**USING THE INFORMATION:**
**A)** Please extract from the forum post on continuous analogs of discrete distributions the part that opens with the words containing "return StatsFuns.gammalogccdf(x +" and closes with "function Distributions.cdf(d::ContinuousBinomial, x::Real)", copying it word for word.
**B)** Answer these questions using the forum post on continuous analogs of discrete distributions:
(i) What AD type does the one-argument ContinuousPoisson constructor pass by default?
(ii) What value does Base.maximum return for ContinuousPoisson?
(iii) Which StatsFuns function does the cdf method for ContinuousNegativeBinomial call?
**C)** Carry on the forum post on continuous analogs of discrete distributions from its last line onward.

**EXCERPT PROVIDED:**
As far as I understand it, these continuous analogs are formed by finding a continuous distribution whose CDF evaluates to the same as the CDF of the discrete version at all points in the discrete support. In that case, here are some basic implementations to get you started:
using StatsFuns, Distributions, ADTypes, FiniteDiff
import DifferentiationInterface as DI
struct ContinuousPoisson{T<:Real,B<:ADTypes.AbstractADType} <: ContinuousUnivariateDistribution
λ::T
ad_type::B
end
ContinuousPoisson(λ) = ContinuousPoisson(λ, ADTypes.AutoFiniteDiff())
_discretize(d::ContinuousPoisson) = Poisson(d.λ)
Base.minimum(::ContinuousPoisson) = 0
Base.maximum(::ContinuousPoisson) = Inf
Distributions.cdf(d::ContinuousPoisson, x::Real) = StatsFuns.gammaccdf(x + 1, 1, d.λ)
function Distributions.logcdf(d::ContinuousPoisson, x::Real)
return StatsFuns.gammalogccdf(x + 1, 1, d.λ)
end
struct ContinuousBinomial{T<:Real,B<:ADTypes.AbstractADType} <: ContinuousUnivariateDistribution
n::Int
p::T
ad_type::B
end
ContinuousBinomial(n, p) = ContinuousBinomial(n, p, ADTypes.AutoFiniteDiff())
_discretize(d::ContinuousBinomial) = Binomial(d.n, d.p)
Base.minimum(::ContinuousBinomial) = 0
Base.maximum(::ContinuousBinomial) = d.n
function Distributions.cdf(d::ContinuousBinomial, x::Real)
return StatsFuns.betaccdf(min(x + 1, d.n), max(d.n - x, 0), d.p)
end
function Distributions.logcdf(d::ContinuousBinomial, x::Real)
return StatsFuns.betalogccdf(min(x + 1, d.n), max(d.n - x, 0), d.p)
end
struct ContinuousNegativeBinomial{T<:Real,B<:ADTypes.AbstractADType} <: ContinuousUnivariateDistribution
r::Int
p::T
ad_type::B
end
ContinuousNegativeBinomial(r, p) = ContinuousNegativeBinomial(r, p, ADTypes.AutoFiniteDiff())
_discretize(d::ContinuousNegativeBinomial) = NegativeBinomial(d.r, d.p)
Base.minimum(::ContinuousNegativeBinomial) = 0
Base.maximum(::ContinuousNegativeBinomial) = Inf
function Distributions.cdf(d::ContinuousNegativeBinomial, x::Real)
return StatsFuns.betacdf(d.r, x + 1, d.p)
end
function Distributions.logcdf(d::ContinuousNegativeBinomial, x::Real)

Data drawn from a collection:
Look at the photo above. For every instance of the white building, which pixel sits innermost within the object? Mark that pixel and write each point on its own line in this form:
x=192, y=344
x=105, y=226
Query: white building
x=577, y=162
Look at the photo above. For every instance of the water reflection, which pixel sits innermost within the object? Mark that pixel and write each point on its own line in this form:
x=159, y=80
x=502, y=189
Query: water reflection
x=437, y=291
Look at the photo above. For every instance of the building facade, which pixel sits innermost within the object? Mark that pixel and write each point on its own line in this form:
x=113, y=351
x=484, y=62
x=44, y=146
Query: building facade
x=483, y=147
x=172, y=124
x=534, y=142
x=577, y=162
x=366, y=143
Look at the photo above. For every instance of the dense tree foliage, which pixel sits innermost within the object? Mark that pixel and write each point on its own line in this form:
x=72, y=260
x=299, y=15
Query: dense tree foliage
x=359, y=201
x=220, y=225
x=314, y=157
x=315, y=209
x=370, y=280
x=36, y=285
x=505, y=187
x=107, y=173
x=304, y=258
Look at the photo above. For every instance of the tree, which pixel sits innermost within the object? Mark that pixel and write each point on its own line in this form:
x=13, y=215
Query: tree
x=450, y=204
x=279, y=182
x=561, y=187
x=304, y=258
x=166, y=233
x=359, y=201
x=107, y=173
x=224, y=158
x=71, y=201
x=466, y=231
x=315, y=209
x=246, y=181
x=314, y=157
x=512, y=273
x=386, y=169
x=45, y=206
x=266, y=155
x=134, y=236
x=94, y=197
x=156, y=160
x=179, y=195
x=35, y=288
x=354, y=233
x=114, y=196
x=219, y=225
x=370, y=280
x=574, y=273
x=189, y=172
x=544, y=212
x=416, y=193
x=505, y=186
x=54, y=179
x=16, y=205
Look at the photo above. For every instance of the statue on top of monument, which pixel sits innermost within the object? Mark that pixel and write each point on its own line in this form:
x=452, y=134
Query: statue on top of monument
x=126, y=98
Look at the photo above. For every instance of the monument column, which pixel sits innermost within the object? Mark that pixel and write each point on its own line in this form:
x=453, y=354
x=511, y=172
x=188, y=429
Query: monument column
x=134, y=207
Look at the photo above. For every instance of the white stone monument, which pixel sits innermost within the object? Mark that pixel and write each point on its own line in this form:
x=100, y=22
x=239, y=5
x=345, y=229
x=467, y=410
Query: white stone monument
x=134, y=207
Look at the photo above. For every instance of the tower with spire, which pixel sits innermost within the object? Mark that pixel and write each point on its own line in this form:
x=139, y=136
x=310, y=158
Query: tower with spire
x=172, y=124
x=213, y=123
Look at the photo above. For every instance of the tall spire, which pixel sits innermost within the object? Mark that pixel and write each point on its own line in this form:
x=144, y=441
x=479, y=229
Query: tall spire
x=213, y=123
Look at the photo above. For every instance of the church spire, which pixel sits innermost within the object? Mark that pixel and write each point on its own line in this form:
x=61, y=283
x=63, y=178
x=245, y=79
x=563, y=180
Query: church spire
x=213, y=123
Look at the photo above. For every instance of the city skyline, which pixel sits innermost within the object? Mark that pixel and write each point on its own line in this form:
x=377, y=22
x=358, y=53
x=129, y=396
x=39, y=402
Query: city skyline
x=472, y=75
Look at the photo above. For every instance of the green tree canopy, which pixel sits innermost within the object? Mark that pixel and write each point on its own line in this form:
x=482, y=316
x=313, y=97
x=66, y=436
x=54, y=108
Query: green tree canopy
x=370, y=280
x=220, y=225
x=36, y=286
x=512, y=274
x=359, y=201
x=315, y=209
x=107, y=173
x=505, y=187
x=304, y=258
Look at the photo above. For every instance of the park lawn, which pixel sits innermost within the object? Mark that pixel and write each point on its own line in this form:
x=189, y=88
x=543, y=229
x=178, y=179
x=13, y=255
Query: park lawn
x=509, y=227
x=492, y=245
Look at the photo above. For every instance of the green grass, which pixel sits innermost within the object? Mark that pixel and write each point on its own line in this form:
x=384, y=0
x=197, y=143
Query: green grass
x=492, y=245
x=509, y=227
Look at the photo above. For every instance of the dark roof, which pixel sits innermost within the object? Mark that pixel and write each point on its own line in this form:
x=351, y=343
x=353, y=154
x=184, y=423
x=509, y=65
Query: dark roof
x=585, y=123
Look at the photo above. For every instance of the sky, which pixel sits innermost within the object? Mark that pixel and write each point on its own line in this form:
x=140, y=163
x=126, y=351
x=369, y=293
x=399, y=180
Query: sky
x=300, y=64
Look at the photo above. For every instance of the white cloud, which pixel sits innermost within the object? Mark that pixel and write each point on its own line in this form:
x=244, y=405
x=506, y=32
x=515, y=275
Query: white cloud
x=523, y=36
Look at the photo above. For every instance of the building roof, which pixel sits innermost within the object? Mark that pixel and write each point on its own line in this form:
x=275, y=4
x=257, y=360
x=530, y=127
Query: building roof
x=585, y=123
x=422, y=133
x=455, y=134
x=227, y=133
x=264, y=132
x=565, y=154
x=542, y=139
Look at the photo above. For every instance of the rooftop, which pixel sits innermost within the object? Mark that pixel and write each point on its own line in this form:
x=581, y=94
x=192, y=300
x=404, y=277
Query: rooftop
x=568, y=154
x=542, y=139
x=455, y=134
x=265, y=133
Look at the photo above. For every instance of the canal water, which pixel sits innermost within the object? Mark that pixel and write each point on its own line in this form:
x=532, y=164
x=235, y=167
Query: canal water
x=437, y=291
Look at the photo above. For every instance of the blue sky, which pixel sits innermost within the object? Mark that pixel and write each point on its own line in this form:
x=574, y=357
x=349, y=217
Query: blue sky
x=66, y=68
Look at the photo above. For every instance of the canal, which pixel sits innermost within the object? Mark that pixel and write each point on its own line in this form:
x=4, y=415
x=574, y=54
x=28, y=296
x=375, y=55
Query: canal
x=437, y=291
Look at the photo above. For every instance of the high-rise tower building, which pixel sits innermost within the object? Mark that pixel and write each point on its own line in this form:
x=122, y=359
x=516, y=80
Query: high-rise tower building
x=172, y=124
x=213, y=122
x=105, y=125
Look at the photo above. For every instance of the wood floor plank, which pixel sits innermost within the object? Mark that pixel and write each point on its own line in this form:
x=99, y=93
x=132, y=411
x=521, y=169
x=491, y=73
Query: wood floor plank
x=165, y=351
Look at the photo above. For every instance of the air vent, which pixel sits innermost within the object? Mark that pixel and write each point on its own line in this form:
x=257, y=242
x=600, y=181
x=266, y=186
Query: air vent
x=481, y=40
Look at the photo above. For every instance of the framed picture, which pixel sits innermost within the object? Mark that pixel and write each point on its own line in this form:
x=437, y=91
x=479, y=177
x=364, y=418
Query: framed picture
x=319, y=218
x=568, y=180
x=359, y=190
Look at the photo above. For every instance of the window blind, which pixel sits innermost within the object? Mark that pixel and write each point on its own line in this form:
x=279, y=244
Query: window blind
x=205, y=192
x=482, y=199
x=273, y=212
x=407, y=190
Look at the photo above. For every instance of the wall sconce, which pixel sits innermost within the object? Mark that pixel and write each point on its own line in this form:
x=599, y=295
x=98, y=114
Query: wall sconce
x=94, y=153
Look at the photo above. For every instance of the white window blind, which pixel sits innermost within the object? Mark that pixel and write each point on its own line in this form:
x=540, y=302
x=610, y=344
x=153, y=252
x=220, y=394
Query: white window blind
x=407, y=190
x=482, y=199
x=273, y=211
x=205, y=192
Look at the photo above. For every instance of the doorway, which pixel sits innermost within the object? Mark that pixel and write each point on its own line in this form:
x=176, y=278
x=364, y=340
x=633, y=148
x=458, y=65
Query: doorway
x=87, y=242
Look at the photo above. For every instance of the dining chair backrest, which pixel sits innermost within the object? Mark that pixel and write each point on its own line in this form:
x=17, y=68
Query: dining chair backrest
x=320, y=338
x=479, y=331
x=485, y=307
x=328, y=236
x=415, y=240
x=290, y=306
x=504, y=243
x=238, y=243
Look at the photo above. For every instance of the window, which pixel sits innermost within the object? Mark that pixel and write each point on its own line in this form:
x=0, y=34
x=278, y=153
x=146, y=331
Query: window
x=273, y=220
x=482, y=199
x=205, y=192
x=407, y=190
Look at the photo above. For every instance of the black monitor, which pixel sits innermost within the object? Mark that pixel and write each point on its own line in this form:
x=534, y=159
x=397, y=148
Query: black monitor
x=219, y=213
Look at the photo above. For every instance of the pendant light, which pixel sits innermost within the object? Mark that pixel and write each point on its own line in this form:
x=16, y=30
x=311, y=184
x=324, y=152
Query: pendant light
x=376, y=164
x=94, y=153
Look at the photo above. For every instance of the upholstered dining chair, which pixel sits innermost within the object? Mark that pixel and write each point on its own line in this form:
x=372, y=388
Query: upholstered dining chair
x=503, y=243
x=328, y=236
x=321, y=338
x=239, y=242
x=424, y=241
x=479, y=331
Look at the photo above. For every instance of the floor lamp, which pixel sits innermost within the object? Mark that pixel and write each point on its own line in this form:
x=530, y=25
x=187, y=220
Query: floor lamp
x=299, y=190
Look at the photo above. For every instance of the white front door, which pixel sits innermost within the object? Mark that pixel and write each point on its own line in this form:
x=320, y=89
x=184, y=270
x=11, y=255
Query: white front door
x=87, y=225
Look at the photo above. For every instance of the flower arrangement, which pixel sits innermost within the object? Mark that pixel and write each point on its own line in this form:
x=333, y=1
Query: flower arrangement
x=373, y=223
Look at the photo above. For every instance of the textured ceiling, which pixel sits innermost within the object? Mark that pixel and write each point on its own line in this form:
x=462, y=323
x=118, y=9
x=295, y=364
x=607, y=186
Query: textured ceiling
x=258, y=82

**EXERCISE ANSWERS:**
**A)**
return StatsFuns.gammalogccdf(x + 1, 1, d.λ)
end
struct ContinuousBinomial{T<:Real,B<:ADTypes.AbstractADType} <: ContinuousUnivariateDistribution
n::Int
p::T
ad_type::B
end
ContinuousBinomial(n, p) = ContinuousBinomial(n, p, ADTypes.AutoFiniteDiff())
_discretize(d::ContinuousBinomial) = Binomial(d.n, d.p)
Base.minimum(::ContinuousBinomial) = 0
Base.maximum(::ContinuousBinomial) = d.n
function Distributions.cdf(d::ContinuousBinomial, x::Real)

**B)**
(i) ADTypes.AutoFiniteDiff()
(ii) Inf
(iii) StatsFuns.betacdf

**C)**
return StatsFuns.betalogcdf(d.r, x + 1, d.p)
end
# shared code
for T in [:ContinuousPoisson, :ContinuousBinomial, :ContinuousNegativeBinomial]
@eval begin
function Distributions.quantile(d::$T, p::Real)
upper = Distributions.quantile(_discretize(d), p)
lower = upper - 1
# NOTE: quantile_bisect is an internal function
return Distributions.quantile_bisect(d, p, lower, upper)
end
function Distributions.pdf(d::$T, x::Real)
return DI.derivative(Base.Fix1(Distributions.cdf, d), d.ad_type, x)
end
function Distributions.logpdf(d::$T, x::Real)
return log(DI.derivative(Base.Fix1(Distributions.logcdf, d), d.ad_type, x)) + logcdf(d, x)
end
end
end
And some quick plots to check that things look good:
using StatsPlots
dists = [ContinuousPoisson(5), ContinuousBinomial(10, 0.3), ContinuousNegativeBinomial(5, 0.3)]
plts = []
for dc in dists
d = _discretize(dc)
p1 = plot(d; func=cdf, label="discrete", title="CDF")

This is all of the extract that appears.